= WHAT YOU HAVE TO DO =
Transcribe all records exactly.

= INFORMATION SUPPLIED =

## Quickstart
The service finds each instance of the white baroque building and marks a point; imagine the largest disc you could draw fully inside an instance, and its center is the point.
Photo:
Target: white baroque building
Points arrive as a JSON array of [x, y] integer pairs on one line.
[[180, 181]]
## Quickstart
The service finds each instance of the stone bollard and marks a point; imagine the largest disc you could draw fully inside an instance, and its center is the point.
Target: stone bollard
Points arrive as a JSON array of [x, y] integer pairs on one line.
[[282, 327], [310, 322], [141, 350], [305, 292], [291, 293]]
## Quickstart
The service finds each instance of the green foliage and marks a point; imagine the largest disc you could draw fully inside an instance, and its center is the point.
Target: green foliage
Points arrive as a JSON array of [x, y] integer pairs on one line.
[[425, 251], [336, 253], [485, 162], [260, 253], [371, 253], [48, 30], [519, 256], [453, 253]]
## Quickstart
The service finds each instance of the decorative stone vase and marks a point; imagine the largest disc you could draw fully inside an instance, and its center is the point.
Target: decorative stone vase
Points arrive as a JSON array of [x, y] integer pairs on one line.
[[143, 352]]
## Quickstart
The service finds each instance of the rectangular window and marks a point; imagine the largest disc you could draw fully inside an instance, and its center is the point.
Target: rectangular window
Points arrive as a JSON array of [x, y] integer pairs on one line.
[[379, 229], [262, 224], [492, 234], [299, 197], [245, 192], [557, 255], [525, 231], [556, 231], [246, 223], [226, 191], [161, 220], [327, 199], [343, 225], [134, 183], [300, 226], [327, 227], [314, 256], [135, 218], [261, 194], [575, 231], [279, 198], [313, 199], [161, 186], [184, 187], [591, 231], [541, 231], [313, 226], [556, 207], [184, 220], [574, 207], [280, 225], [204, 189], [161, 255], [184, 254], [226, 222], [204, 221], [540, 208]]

= EXPECTED ANSWER =
## Quickstart
The service finds each instance of the white baroque building and marks a point; imagine the largest disc you could draw fully inside an instance, and its center is the point.
Photo:
Target: white baroque building
Points arrive as a JSON array of [x, y] integer pairs on one line.
[[180, 181]]
## Quickstart
The service finds each instance of the stone bollard and marks a point; imagine the largest disc you could draw fully inside an instance, and its center is the point.
Target: stone bollard
Points arrive as a JSON array of [x, y] integer pairs on one line.
[[282, 327], [310, 322], [141, 350], [305, 292], [291, 293]]
## Quickstart
The service finds each instance of the green foliage and marks a point; imagine the largest disc you could draw fully inside an instance, and its center is the point.
Target: green foliage
Points arrive as a JSON array of [x, y] integer pairs on one line.
[[425, 251], [336, 253], [485, 162], [260, 253], [371, 253], [48, 30], [519, 256], [453, 253]]
## Quickstart
The service finds each instance of the decorative stone vase and marks a point; imagine the largest disc you could draw fully inside an instance, and its center is the point.
Target: decorative stone vase
Points arrive as a JSON array of [x, y] integer pairs on one line.
[[143, 352]]
## Quickstart
The service finds each instance of the rectangular window and marks a point; imagine the largest disc you could draw fully inside an instance, and its center is the point.
Target: rectangular window
Points arrive as a JSON array of [x, y] integer pairs on one line.
[[379, 229], [262, 224], [492, 234], [299, 197], [245, 192], [557, 255], [525, 231], [556, 231], [246, 223], [226, 191], [161, 220], [327, 199], [343, 225], [134, 183], [300, 226], [327, 227], [314, 256], [135, 218], [261, 194], [575, 231], [279, 198], [313, 199], [161, 186], [184, 187], [591, 231], [541, 231], [313, 226], [556, 207], [184, 220], [574, 207], [280, 225], [204, 189], [161, 255], [184, 254], [226, 222], [204, 221], [540, 208]]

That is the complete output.